## EXERCISES
a) Using the passage on John Alden below, decide whether each statement agrees with the passage: (i) Samuel Sewall went to a prayer service at Alden's house; (ii) Bartholomew Gedney said he would go on regarding Alden as an honest man; (iii) the transcript of Alden's trial has been lost. Answer yes or no for each and quote the words that decide it.
b) Reproduce the part of the passage on John Alden below starting at "Alden remained hidden" and ending at "the more valuable.", word for word.

Alden remained hidden with friends and family, until, as he later said, "the public had reclaimed the use of its reason". When he returned to Boston nearly a year later, he was cleared by proclamation. The authorities do not seem to have searched for him with any diligence; one of the judges, Samuel Sewall, an old friend, is known to have expressed doubts about his guilt, and attended a prayer service at Alden's house in the hope of receiving guidance. As with many other accused and hanged, other judges remained unrepentant to the last, and John Hathorne – who was one of the three judges that presided over Alden's case – went down in history as the "Hanging Judge" because so few escaped the noose when he presided, which makes Alden's story all the more valuable.

===Narrative===

His vivid first-hand narrative of the witchcraft trials was later published by Robert Calef in More Wonders of the Invisible World, and the transcript from his trial still survives. During the crisis in Salem, Alden would have been a man in his sixties. By this point in his life, he had been a well-respected and eminent man in Boston for many years, as far as can be determined. He was an honest tradesman who bent but did not break the rules. He had no contact with any of the girls prior to late May 1692 and most of his personal life was centered in Boston, not Salem. Alden recounts the bizarre behavior of the girls where they would at one moment be catatonic and then another moment would go into fits simply because he had looked at them. He questioned the judges why it was that whenever he looked at them in the eyes, nothing happened. He had his sword taken from him, because the girls said it was an object of witchcraft. He was at some point asked to go outside in the sunlight so the girls could see his face better, and the girls were perfectly capable of walking out before convulsing. The overall tone of the text suggests Alden's thoughts on the matter were that the town had gone stark raving mad: two of the three judges on the court were completely convinced by the girls' antics. He relates how he appealed to his friend Bartholomew Gedney, the third judge, to clear his character; Gedney replied coldly that he had always looked on Alden as an honest man, but now must alter his opinion. Alden said that he hoped in time to change Gedney's opinion again: unlike another socially prominent eyewitness, Nathaniel Cary, Alden never cast doubt on the judges' integrity, although he referred to the afflicted girls with contempt as "juggling wenches". As he noted, much of their alleged evidence against him – such as claims that he sold whiskey to the Indians and had Indian wives and children – was simply gossip which they had presumably picked up from their parents.

==Fiction==
John Alden was played by Shane West (as Captain John Alden) in the 2014 TV series Salem.

[Extracted data entries]
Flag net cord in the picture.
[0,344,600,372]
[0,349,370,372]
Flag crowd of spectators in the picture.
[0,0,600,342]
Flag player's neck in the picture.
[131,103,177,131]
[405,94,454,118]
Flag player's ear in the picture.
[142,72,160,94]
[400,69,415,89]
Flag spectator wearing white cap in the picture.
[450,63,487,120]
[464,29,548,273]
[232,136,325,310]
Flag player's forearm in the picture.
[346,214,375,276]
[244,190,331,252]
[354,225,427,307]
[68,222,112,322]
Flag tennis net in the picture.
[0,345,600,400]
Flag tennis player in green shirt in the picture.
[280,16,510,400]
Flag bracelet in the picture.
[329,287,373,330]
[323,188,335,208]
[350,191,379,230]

## SOLUTION SET
a)
(i) Yes: "attended a prayer service at Alden's house in the hope of receiving guidance"
(ii) No: "Gedney replied coldly that he had always looked on Alden as an honest man, but now must alter his opinion"
(iii) No: "the transcript from his trial still survives"

b)
Alden remained hidden with friends and family, until, as he later said, "the public had reclaimed the use of its reason". When he returned to Boston nearly a year later, he was cleared by proclamation. The authorities do not seem to have searched for him with any diligence; one of the judges, Samuel Sewall, an old friend, is known to have expressed doubts about his guilt, and attended a prayer service at Alden's house in the hope of receiving guidance. As with many other accused and hanged, other judges remained unrepentant to the last, and John Hathorne – who was one of the three judges that presided over Alden's case – went down in history as the "Hanging Judge" because so few escaped the noose when he presided, which makes Alden's story all the more valuable.